[[ Source information open ]]

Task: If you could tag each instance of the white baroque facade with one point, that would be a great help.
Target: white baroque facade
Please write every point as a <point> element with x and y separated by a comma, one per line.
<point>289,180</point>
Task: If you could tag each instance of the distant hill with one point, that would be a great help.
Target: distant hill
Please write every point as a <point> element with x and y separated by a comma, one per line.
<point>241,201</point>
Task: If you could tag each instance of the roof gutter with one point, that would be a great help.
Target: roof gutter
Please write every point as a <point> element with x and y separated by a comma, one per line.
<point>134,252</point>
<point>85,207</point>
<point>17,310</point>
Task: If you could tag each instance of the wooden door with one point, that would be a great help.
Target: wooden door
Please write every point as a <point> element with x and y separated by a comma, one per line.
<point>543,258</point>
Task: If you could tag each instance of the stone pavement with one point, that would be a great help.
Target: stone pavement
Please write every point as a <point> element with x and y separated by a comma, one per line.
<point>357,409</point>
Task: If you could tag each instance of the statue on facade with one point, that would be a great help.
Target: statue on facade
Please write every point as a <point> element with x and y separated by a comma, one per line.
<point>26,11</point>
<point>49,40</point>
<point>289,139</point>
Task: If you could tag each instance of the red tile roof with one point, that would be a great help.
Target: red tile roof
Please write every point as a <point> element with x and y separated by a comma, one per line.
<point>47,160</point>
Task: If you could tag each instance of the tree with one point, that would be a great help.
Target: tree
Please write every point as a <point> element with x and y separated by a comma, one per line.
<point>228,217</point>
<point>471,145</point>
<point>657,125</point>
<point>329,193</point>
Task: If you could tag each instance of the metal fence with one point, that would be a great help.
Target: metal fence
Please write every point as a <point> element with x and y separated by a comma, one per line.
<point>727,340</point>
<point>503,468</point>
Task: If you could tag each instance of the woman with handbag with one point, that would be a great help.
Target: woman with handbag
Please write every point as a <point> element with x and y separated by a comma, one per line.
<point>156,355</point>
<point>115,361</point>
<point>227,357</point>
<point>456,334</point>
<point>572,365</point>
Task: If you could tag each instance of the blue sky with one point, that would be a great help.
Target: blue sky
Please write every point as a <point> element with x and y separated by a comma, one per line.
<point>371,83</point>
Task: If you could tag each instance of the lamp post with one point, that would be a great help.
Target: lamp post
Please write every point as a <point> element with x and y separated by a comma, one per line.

[[ Source information closed ]]

> **Work to be completed**:
Word for word, set down the lines from the beginning of the records through the line that holds "Target: stone pavement". Leave out the rest.

> **Answer section**:
Task: If you could tag each instance of the white baroque facade with one point, that would be a great help.
Target: white baroque facade
Please write every point as a <point> element with x and y separated by a comma, one per line.
<point>289,180</point>
Task: If you could tag each instance of the distant hill with one point, that would be a great help.
Target: distant hill
Please write every point as a <point> element with x and y separated by a comma, one per line.
<point>241,201</point>
Task: If you could tag each instance of the roof gutter with one point, that would be a great help.
Target: roof gutter
Please write every point as a <point> element with x and y separated by a comma, one per line.
<point>134,252</point>
<point>85,207</point>
<point>17,310</point>
Task: If you could tag each instance of the wooden door with one point, that would be a great help.
Target: wooden door
Please write every point as a <point> element with x and y separated by a comma, one per line.
<point>543,258</point>
Task: If you could tag each instance of the stone pavement with one point, that would be a great help.
Target: stone pavement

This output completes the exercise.